= PASSAGE SHOWN =
○ ○ ○

The climax of The Divine Plan is the fall of the Iron Curtain.  However, most of the book is a riveting account of how the Hand of Providence individually equipped and brought together the two principal characters in this unfolding drama. 

The first unlikely character was a Hollywood actor, governor of California, and eventually president of the United States, named Ronald Reagan.  The second character was Karol Wojtyla, an ordained Catholic priest (1946), then bishop (1958), archbishop (1964), cardinal (1967), and, in 1978, elected Pope John Paul II, the first non-Italian pope in 400 years.

Reagan:  “Rendezvous with Destiny”
The first chapter takes us into Ronald Reagan’s living room, in June, 1979, three years after he was narrowly defeated by President Gerald Ford for the Republican nomination to face challenger Jimmy Carter.  Reagan and his large conservative base had become even more convinced that the 1980 presidential election was Reagan’s to win.  Within the next year and a half, Reagan would win the presidency and soon become known as “the Great Communicator.”

○ ○ ○

= INFORMATION =
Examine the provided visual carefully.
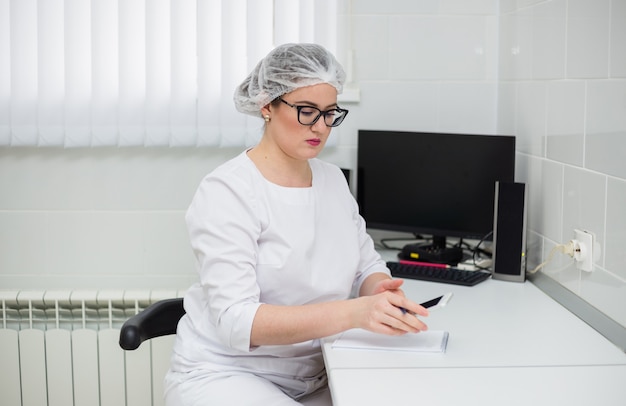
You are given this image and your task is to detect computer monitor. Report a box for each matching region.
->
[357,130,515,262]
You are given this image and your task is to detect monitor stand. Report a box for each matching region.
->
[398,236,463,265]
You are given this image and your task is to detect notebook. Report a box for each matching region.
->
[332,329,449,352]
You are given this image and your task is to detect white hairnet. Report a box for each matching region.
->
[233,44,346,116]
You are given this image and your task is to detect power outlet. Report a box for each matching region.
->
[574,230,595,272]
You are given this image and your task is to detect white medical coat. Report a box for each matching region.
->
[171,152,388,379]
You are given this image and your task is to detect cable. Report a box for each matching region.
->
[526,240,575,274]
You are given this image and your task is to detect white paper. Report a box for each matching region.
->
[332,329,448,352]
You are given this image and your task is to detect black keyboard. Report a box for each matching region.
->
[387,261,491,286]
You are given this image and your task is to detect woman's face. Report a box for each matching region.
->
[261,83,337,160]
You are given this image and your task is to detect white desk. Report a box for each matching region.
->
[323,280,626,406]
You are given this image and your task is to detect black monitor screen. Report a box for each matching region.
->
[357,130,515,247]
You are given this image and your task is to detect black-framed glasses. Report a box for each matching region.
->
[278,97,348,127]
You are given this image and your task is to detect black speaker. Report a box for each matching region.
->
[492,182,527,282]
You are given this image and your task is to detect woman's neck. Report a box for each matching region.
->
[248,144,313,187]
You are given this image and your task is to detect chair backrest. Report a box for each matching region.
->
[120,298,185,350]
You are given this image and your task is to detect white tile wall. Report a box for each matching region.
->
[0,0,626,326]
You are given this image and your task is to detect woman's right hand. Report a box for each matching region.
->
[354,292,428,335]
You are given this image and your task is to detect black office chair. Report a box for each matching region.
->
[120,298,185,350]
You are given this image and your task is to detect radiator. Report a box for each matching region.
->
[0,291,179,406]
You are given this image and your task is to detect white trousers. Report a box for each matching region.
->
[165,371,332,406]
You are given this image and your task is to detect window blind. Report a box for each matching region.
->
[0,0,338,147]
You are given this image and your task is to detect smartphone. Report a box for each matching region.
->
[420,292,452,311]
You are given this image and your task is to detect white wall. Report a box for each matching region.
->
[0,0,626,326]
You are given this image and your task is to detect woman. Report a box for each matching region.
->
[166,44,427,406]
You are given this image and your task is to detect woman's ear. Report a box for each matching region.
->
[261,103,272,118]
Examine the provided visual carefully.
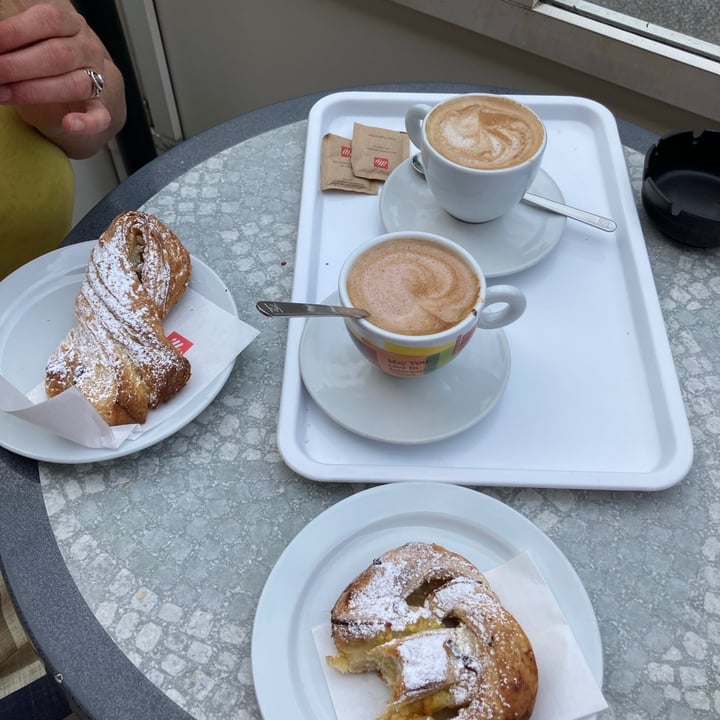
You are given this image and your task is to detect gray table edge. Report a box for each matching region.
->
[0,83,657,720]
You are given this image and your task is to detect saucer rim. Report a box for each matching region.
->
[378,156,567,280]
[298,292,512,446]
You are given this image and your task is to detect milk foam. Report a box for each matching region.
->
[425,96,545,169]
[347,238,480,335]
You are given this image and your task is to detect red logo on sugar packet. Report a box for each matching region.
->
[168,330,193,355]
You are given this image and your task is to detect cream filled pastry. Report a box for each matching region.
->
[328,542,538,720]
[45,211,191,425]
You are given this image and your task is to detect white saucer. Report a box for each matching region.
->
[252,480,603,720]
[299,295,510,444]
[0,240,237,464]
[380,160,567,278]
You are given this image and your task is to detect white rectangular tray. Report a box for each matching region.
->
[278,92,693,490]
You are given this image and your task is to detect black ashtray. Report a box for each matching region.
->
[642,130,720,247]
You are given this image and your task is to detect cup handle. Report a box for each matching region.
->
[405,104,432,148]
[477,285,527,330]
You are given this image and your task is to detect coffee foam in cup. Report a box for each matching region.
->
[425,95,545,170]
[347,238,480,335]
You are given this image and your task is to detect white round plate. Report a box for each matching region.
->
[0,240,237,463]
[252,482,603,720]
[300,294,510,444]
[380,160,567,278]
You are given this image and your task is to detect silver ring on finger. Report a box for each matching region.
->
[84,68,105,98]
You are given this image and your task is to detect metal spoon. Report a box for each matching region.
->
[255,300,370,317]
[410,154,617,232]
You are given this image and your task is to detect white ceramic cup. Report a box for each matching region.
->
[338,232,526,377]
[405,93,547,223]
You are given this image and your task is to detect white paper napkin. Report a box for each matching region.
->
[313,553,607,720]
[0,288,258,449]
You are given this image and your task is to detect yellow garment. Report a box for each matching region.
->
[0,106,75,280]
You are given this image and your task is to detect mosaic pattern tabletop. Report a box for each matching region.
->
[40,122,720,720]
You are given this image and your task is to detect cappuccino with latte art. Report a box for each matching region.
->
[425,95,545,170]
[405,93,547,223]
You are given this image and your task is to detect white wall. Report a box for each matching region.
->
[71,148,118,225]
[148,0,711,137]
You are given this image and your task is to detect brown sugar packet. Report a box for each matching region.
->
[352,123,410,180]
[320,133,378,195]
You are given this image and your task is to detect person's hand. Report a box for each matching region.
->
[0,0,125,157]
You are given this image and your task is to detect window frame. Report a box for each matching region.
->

○ ○ ○

= TRY IT =
Continue the passage about The Divine Plan from where it stops.

= ANSWER TO THE EXERCISE =
But now, while Reagan and Richard Allen his future national security advisor sit together, they turn on the TV to watch the news.  There, filling the TV screen was a crowd of 2 million Poles who had gathered in Victory Square in Warsaw, Poland, behind the Iron Curtain!  This mass of oppressed humanity had gathered to celebrate their fellow countryman, Karol Wojtyla, now their new pope, John Paul II.  Ronald Reagan is struck by this groundswell of evidence that this Polish pope is so highly regarded and apparently a powerful communicator.

As Cardinal Timothy Dolan recounts this event, Pope John Paul II, without mentioning, without using any political partisan vocabulary, without mentioning Russia, without mentioning marks, without mentioning Communism, when he could bring two million people to chant for 11 minutes non-stop, “We want God,” that's an actor who is such a person of integrity that you are able to bring out what is best in your audience.  And boy, they [Reagan and John Paul II] did it with great gusto.

According to the authors of The Divine Plan, Richard Allen recalled that Reagan quietly watched “the massive crowd celebrate the Pope. He is astonished to see such a massive outpouring of emotion behind the Iron Curtain.  Alan glances over at Reagan and notices something unusual and unexpected-- a tear in his eye.”

“’Dick, that's it,’ Reagan suddenly announces.  ‘That's it.  The pope is the key!  We've got to find a way to reach out to this Pope and the Vatican to make them in an ally.’”

Kengor and Orlando’s The Divine Plan uncovers the fascinating development of how Ronald Reagan and Pope John Paul II each came to understand how Divine Providence interacts with human free will.  That evening’s TV newscast in Reagan’s living room was an important step, but only one of many in a long succession of events far down the line from the origin of the Divine Plan in Reagan’s vision.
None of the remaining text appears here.